E sublinha que têm sido cautelosos: “Temos estado sempre com cuidado para ver se está toda a gente bem. Estamos a dar água, comida. Deixámos as pessoas de ensino especial entrarem para não estarem aqui.”

Pelas 17h, os professores e funcionários tinham já saído por uma porta secundária (que esteve sempre disponível para emergências) e muitos dos manifestantes tinham também saído das imediações. O ambiente ficou mais calmo, os alunos deixaram de estar colados à porta e grande parte estava sentada no recinto escolar. Marta Alves explica que alguns alunos ainda pernoitarão na escola esta noite e que outros regressarão pela manhã para continuar o protesto, apesar de o director ter enviado um email a informar que não haverá aulas na sexta-feira, diz. No sábado, os alunos seguirão para a marcha contra o fracasso climático, que começa às 14h no Campo Pequeno, em Lisboa.

Aulas de desobediência civil

Para ajudar neste protesto, os alunos tiveram sessões de formação sobre desobediência civil. Tentaram juntar o máximo de pessoas possível e houve profissionais de organizações e de movimentos de activismo climáticos que explicaram quais as diferenças entre manifestações mais pacíficas e manifestações mais violentas, quais os direitos de quem se manifesta e “algumas técnicas importantes, se a polícia tiver de intervir”.

Nem todos os alunos compareceram, sobretudo pelo receio das faltas injustificadas. Podem ter apenas cerca de oito faltas, e já têm algumas. “É um receio, claro, mas isto é uma luta para o nosso futuro. Se o mundo não existir, o que é que interessar ter oito faltas injustificadas? Para mim isto é mais importante”, argumenta Marta Alves.

■ ■ ■ ■

**Instruções:**
a – Responde com base no texto sobre o protesto dos alunos:
(i) A que horas é que os professores e funcionários já tinham saído?
(ii) Sobre que tema foram as sessões de formação que os alunos tiveram?
(iii) Cerca de quantas faltas podem os alunos ter?
b – Recolhe todas as linhas da listagem em que aparece a palavra "leaf", tendo em conta maiúsculas e minúsculas.
O texto e a listagem são materiais independentes um do outro.

**Listagem:**
■ ■ ■ ■

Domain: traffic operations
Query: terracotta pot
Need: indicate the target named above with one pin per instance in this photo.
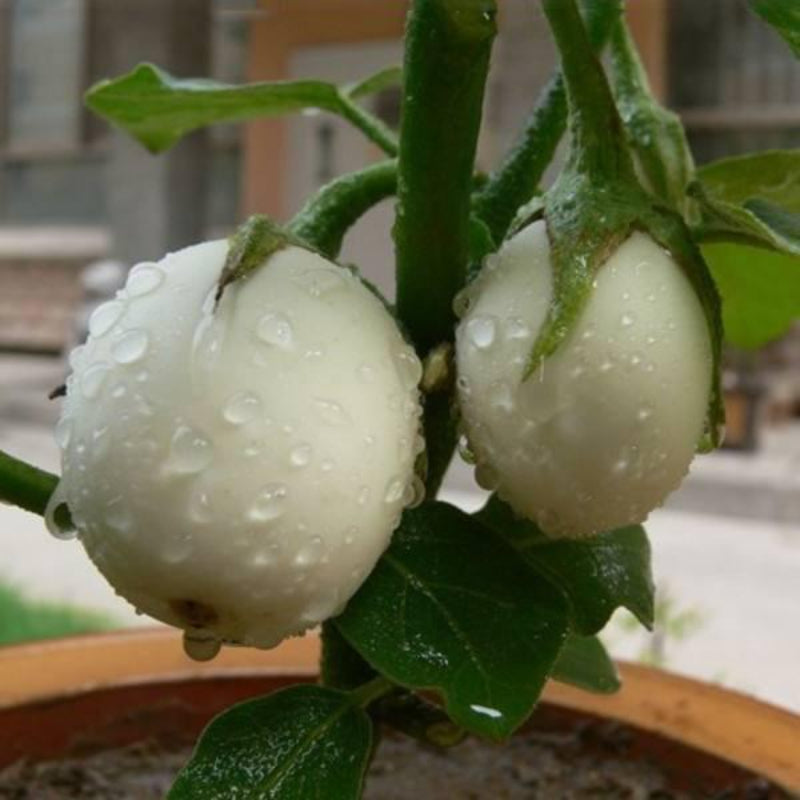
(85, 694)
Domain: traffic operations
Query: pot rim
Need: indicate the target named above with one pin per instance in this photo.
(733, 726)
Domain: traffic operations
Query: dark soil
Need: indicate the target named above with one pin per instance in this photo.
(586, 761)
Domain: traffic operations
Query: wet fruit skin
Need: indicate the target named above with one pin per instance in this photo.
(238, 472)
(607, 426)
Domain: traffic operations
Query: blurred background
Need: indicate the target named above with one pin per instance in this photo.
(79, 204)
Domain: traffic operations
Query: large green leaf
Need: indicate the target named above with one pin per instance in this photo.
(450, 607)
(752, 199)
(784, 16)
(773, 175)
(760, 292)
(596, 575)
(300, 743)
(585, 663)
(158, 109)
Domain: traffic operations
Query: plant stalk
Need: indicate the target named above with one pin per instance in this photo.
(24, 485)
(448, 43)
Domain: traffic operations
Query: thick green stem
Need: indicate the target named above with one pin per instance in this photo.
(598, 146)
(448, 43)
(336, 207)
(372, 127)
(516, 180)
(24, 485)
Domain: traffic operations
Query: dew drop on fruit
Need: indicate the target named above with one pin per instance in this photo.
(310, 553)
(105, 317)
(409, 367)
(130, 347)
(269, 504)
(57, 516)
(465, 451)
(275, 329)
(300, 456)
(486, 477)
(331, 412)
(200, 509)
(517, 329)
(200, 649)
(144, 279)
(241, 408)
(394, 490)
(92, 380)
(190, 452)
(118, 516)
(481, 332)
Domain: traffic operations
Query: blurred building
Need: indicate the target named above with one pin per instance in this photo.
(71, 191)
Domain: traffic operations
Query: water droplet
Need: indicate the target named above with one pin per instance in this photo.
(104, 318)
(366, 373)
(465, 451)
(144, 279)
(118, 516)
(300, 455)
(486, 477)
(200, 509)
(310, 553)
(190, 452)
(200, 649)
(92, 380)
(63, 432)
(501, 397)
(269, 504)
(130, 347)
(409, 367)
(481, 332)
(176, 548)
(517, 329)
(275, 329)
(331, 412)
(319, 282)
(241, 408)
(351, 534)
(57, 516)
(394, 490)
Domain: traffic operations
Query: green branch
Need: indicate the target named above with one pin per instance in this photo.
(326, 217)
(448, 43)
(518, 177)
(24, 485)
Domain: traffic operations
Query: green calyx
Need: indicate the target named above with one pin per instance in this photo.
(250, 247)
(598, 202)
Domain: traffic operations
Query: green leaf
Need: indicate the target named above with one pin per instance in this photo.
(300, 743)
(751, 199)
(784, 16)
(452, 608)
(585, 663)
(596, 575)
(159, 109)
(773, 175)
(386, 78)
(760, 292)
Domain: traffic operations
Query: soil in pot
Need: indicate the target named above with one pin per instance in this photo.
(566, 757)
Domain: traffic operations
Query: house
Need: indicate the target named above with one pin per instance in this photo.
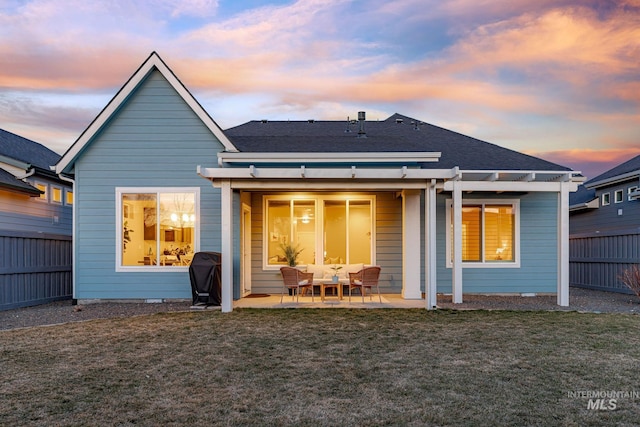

■ ■ ■ ■

**Soluções:**
a –
(i) Pelas 17h.
(ii) Sobre desobediência civil.
(iii) Cerca de oito faltas.

b –
Query: large green leaf
Query: green leaf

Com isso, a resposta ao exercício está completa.